WHAT IS BEING ASKED -> Restate each line word for word. Leave out every picture.

[Collected data entries]

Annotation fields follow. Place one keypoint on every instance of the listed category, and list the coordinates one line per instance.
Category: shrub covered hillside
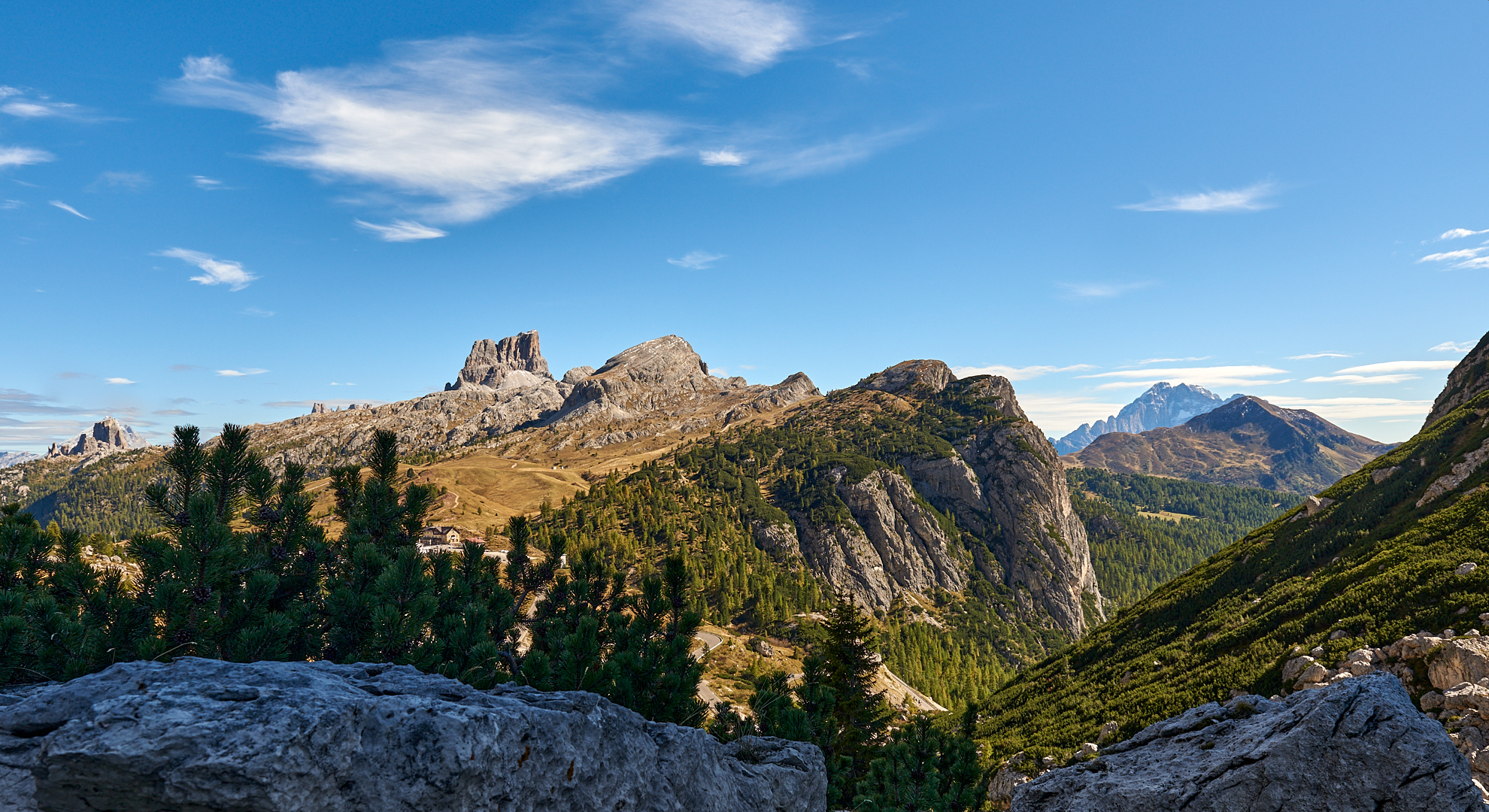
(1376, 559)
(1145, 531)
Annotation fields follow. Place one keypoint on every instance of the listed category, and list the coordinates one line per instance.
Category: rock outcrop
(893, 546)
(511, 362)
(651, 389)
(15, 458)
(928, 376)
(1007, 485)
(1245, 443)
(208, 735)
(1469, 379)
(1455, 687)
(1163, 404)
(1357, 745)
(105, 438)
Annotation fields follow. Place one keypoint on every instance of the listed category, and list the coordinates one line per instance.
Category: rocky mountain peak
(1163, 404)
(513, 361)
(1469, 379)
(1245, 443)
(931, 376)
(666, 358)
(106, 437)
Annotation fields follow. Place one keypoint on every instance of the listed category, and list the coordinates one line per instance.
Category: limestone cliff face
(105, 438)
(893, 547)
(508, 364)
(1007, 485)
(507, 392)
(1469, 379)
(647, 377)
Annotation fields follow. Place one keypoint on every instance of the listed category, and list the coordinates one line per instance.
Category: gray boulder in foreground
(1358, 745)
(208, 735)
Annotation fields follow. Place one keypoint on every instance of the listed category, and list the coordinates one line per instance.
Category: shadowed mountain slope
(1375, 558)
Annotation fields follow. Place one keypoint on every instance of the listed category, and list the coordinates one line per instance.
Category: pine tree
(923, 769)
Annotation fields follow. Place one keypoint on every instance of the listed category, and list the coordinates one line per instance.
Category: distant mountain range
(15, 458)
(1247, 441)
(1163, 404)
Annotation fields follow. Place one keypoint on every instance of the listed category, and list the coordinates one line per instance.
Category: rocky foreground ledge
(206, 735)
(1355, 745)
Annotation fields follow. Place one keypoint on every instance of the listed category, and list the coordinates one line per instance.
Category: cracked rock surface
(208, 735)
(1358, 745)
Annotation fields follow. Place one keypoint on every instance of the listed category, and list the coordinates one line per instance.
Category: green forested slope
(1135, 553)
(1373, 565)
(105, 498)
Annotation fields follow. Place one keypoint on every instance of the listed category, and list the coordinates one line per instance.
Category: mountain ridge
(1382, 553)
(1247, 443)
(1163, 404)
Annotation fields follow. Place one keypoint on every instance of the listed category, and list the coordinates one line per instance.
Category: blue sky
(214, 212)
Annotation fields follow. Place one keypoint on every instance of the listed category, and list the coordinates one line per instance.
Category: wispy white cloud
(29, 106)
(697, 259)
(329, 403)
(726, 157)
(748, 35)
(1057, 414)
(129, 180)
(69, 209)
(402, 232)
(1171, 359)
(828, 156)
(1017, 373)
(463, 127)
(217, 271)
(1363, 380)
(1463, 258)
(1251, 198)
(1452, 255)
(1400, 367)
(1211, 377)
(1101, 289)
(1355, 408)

ANSWER TO THIS TASK ->
Annotation fields follow. Place one keypoint on every instance of the listed category, and list the coordinates one line per instance.
Category: shrub covered hillside
(1376, 559)
(1145, 531)
Annotation fields follow. Place one keypoint on every instance of the listed category, and list the coordinates one line per instance.
Category: rock outcrop
(893, 546)
(511, 362)
(651, 389)
(15, 458)
(928, 376)
(1007, 485)
(1245, 443)
(208, 735)
(1469, 379)
(1455, 687)
(1163, 404)
(1357, 745)
(105, 438)
Annotation fields follow. Place one keypoint on every instance of the listed category, and list the coordinates one line per instance.
Category: rocky mountain peak
(1163, 404)
(513, 361)
(1469, 379)
(1245, 443)
(931, 376)
(666, 358)
(106, 437)
Annotation fields follow. Place one keypoint on every instance of the listed category, and list the coordinates one line per instance.
Category: limestone cliff face
(105, 438)
(893, 547)
(508, 364)
(1007, 485)
(507, 392)
(1469, 379)
(647, 377)
Annotation fields follow. Place one keypoint on every instance of the listed category, and list the coordinates one line per instance.
Category: gray boulder in foreground
(1358, 745)
(208, 735)
Annotation fields follow. Place one keypoint on every instance of the listed category, and list the coordinates one line per instance.
Category: shadowed mountain slope
(1375, 558)
Annotation fields follow. Place one keypoint on every instance of the listed category, and list the coordinates one line per instance.
Category: pine tree
(923, 769)
Annotation fields follow. Place one keypoint on every instance of the listed category, and list the coordinates one line per instance.
Category: distant mountain range
(15, 458)
(1247, 441)
(1163, 404)
Annotation fields follow. Place one keypoint on every instance of the listed category, and list the coordinates one line per instance.
Category: rocky foreground ledge
(206, 735)
(1355, 745)
Annotation fields follow. Place one keypoint on every instance of the listed category, and list the coordinates one line per instance.
Category: cracked rock surface
(208, 735)
(1358, 745)
Annotation fields follow. Place one keypoint on every instance of the listed category, and list the coordinates one line per instance.
Category: green forested slope
(1135, 553)
(1373, 565)
(105, 498)
Annotation fields follow. Place one keypoint on every instance of the listed category, and list the coordinates one line per instance.
Category: mountain ridge
(1382, 553)
(1247, 443)
(1163, 404)
Annotation fields follow. Place one keypoint on every instance of the listed category, and list the coordinates one line per instance.
Category: blue sky
(214, 212)
Annotation fields follow. Place one keypoint on every instance of the listed category, and list the coordinates one line per instance.
Category: wispy white cloud
(29, 106)
(697, 259)
(329, 403)
(726, 157)
(748, 35)
(1057, 414)
(129, 180)
(69, 209)
(402, 232)
(1171, 359)
(828, 156)
(1017, 373)
(463, 127)
(217, 271)
(1363, 380)
(1463, 258)
(1251, 198)
(1452, 255)
(1400, 367)
(1211, 377)
(1101, 289)
(1355, 408)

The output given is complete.